> **What you have to do**: Only these lines of the data below are wanted: the one with "Target: white roof trim", the one with "Target: garage door panel", and any lines between them, each repeated exactly.

[Records provided — start]

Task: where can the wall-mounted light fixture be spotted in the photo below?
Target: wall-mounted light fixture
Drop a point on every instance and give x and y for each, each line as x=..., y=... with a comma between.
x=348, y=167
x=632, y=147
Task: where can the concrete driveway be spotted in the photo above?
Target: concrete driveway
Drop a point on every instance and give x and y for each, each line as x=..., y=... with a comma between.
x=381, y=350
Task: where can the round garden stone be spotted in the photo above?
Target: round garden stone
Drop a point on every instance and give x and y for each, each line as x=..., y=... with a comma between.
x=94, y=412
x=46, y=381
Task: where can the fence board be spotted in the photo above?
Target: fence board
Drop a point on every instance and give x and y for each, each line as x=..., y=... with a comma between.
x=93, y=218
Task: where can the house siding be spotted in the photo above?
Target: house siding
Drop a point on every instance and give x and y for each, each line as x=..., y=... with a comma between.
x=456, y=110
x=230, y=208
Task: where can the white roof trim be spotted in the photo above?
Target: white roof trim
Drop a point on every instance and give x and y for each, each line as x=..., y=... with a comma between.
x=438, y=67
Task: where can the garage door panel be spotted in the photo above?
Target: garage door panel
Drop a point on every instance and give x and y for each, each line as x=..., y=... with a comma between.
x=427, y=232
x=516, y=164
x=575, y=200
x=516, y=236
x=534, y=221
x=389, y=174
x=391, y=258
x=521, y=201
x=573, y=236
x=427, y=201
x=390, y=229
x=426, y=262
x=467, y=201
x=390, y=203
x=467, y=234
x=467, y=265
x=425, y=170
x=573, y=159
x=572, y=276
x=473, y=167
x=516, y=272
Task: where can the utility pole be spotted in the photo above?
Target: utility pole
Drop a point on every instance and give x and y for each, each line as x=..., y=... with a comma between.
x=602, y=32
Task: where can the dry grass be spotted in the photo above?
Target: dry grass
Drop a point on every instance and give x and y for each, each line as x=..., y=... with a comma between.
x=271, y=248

[Records provided — finish]

> **Your response**:
Target: white roof trim
Drop a point on every instance and give x and y for each, each line as x=..., y=... with a comma between.
x=438, y=67
Task: where can the garage door panel be spotted in the photo above?
Target: garage door panel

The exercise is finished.